— Begin Material for the task —

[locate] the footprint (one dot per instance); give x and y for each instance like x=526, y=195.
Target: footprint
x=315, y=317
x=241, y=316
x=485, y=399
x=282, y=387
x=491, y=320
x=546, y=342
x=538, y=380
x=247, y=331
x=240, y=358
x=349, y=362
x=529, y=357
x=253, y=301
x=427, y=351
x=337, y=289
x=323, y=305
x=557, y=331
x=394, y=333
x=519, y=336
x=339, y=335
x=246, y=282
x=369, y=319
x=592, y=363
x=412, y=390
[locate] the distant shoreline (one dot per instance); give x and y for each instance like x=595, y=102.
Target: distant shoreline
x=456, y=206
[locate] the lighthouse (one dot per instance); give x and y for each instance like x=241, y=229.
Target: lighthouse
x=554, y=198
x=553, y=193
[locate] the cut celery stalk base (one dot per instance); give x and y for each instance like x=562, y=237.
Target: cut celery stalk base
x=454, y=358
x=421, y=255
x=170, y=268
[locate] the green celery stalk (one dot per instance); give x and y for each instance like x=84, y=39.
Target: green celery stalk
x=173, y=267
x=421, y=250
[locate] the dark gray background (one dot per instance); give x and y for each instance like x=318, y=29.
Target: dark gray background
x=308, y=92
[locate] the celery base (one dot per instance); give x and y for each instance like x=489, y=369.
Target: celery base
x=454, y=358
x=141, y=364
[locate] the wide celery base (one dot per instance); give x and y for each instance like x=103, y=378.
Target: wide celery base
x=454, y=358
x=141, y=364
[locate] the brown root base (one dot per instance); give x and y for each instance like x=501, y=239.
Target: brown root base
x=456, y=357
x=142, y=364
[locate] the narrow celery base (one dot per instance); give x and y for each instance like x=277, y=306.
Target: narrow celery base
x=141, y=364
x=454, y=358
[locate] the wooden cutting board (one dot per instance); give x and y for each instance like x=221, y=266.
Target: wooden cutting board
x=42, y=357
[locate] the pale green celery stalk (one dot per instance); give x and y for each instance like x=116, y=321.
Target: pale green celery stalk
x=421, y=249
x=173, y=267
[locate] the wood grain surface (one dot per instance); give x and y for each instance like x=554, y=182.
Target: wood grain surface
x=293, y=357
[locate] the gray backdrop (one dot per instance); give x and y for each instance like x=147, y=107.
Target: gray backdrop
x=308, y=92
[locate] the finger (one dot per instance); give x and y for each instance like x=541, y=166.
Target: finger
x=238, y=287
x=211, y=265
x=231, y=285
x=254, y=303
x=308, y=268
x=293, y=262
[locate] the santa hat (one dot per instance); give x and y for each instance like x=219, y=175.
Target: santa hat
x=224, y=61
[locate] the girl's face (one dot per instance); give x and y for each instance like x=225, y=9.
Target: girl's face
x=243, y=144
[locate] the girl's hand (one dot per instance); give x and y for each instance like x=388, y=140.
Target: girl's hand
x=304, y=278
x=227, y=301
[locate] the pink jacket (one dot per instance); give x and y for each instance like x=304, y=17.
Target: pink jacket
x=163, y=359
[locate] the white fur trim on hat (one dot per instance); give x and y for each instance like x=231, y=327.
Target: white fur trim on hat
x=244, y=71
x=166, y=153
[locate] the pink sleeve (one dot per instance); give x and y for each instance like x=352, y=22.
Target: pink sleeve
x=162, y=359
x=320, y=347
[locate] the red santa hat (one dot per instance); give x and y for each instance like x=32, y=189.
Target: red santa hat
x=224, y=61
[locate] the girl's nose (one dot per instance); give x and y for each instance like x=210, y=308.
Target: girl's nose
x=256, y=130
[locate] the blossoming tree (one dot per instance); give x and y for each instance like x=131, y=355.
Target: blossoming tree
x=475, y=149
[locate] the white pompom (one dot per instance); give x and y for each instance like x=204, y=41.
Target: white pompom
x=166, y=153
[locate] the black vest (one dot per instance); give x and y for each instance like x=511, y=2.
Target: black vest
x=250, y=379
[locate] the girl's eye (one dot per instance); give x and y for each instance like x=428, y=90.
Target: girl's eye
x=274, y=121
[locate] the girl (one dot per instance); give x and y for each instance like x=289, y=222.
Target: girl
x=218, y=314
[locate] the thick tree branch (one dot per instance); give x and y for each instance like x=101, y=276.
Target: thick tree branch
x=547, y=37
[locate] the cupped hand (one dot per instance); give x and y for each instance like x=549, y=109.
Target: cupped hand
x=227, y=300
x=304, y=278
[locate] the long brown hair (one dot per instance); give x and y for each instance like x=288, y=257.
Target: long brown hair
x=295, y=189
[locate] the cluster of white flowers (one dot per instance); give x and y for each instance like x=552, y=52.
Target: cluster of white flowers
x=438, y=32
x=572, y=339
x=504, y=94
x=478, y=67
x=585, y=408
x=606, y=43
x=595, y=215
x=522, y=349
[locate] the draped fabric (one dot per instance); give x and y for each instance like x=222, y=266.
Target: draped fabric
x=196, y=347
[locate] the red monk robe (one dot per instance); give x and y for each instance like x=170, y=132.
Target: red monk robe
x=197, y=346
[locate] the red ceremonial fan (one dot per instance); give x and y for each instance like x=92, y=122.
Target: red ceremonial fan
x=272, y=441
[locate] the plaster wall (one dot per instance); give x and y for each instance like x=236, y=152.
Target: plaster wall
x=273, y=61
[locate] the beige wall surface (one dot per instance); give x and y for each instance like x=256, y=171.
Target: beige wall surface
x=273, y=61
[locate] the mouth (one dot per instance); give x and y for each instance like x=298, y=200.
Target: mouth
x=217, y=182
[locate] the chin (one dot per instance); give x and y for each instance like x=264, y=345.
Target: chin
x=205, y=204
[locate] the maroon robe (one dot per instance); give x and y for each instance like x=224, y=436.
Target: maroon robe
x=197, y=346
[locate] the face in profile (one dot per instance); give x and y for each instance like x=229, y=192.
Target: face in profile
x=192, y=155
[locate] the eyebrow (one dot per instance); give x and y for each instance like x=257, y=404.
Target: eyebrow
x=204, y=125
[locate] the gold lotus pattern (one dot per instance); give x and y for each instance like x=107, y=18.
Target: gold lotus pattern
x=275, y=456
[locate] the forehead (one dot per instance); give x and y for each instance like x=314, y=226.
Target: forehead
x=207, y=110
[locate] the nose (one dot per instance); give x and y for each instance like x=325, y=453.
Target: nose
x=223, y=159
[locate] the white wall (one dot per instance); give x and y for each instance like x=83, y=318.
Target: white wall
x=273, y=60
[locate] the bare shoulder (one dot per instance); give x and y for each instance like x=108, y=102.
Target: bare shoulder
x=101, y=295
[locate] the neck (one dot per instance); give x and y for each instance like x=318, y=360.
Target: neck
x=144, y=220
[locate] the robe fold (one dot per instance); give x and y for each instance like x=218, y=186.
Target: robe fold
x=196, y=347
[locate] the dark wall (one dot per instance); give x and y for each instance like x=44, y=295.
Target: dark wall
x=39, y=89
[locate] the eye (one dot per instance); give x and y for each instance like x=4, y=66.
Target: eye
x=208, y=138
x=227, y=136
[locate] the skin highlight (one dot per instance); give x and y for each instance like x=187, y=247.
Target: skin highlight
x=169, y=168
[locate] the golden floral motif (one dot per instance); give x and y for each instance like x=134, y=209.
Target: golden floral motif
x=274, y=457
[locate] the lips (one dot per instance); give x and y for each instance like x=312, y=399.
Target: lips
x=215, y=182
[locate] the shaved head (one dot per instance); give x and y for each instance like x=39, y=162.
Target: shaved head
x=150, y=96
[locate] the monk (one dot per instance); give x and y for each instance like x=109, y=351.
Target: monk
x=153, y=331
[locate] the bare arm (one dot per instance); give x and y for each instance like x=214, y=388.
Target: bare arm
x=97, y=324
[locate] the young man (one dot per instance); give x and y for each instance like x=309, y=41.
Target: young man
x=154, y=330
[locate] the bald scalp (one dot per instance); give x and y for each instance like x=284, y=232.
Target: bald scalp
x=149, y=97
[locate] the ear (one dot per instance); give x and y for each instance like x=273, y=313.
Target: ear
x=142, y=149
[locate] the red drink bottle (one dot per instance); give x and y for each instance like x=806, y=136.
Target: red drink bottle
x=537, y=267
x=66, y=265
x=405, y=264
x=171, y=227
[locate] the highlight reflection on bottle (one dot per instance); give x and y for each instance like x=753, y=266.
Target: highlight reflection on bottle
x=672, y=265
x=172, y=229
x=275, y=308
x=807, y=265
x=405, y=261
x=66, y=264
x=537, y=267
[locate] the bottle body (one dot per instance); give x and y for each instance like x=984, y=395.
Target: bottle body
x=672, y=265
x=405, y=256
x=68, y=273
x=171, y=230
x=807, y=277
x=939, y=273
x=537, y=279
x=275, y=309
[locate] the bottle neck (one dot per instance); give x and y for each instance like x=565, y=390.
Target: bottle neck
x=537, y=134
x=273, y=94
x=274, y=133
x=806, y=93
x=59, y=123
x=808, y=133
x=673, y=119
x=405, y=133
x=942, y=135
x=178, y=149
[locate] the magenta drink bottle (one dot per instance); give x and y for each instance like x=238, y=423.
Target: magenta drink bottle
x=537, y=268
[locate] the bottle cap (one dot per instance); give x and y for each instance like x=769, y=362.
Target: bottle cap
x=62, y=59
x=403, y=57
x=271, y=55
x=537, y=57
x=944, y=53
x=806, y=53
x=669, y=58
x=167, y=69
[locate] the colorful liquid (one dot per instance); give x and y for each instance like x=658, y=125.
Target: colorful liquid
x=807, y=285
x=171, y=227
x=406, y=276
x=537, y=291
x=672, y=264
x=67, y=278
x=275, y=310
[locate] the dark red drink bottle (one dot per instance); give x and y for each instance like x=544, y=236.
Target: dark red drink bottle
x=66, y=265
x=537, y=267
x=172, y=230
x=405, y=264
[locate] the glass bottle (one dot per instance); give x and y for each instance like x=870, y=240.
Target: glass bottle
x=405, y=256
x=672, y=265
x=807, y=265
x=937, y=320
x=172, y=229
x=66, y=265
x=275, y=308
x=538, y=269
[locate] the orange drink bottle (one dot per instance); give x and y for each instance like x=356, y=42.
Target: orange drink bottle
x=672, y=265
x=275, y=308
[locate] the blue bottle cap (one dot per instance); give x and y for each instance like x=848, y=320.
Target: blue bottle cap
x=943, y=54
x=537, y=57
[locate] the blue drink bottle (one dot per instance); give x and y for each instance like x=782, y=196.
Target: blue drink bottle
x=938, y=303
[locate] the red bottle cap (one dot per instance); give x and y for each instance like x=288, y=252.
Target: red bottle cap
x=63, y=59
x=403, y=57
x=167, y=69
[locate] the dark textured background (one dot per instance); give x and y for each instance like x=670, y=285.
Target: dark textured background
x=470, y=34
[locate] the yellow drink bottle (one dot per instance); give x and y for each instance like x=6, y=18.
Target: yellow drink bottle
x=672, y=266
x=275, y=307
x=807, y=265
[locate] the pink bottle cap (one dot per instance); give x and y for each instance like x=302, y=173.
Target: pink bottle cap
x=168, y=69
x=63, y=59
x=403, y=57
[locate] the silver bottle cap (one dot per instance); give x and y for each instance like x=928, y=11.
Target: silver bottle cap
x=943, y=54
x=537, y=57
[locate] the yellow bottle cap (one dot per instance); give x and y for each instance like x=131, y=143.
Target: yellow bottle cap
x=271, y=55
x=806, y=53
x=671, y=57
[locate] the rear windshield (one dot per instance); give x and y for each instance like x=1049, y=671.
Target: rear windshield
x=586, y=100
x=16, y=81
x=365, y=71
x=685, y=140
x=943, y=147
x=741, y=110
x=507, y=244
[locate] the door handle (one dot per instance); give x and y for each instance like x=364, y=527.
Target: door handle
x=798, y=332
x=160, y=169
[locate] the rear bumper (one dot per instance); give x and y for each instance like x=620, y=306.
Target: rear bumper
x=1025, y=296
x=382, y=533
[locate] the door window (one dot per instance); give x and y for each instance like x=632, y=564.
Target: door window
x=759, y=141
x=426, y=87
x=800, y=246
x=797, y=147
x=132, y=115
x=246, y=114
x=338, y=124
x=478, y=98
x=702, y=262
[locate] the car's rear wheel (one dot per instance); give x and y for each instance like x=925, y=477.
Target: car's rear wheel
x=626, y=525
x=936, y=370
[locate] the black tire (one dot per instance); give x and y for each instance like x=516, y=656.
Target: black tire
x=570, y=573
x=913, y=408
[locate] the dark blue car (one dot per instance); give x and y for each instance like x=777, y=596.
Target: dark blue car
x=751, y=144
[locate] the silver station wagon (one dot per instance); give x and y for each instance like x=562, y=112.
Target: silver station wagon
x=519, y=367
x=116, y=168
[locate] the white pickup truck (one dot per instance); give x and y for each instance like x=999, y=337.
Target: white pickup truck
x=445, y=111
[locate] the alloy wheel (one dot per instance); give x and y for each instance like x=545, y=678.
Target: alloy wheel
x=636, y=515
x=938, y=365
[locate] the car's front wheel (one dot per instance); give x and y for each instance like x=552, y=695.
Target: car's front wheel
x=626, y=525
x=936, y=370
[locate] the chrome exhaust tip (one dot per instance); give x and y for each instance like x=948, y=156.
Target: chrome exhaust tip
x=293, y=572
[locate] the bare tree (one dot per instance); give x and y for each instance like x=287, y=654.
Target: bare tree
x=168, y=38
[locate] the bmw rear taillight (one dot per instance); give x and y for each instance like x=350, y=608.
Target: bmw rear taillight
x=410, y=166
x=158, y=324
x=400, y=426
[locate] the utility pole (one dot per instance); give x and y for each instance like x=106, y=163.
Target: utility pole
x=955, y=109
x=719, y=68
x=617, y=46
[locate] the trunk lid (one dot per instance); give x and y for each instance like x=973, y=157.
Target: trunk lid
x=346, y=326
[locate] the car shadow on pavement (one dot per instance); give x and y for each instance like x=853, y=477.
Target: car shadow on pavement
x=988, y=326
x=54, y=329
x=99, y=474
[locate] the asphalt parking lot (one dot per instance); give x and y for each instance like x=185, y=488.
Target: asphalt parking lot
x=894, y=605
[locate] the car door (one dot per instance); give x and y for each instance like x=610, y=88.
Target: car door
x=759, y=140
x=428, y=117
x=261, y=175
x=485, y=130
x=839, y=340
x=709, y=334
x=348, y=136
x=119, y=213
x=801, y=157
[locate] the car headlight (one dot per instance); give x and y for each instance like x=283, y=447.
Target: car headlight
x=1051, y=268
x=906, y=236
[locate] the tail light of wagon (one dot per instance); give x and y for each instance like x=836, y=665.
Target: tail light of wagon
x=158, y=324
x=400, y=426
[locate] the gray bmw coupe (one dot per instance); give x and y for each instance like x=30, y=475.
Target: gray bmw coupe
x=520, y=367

— End Material for the task —

§ Instruction
Copy out only the material from the line with "[locate] the bald" up to and including the line with "x=142, y=149", replacing "bald scalp" with "shaved scalp" and keeping everything else identical.

§ Solution to this problem
[locate] the shaved scalp (one dot per instance); give x and y for each instance like x=284, y=232.
Target: shaved scalp
x=149, y=97
[locate] the ear (one dot per instance); give x and y for each instance like x=273, y=313.
Target: ear
x=142, y=149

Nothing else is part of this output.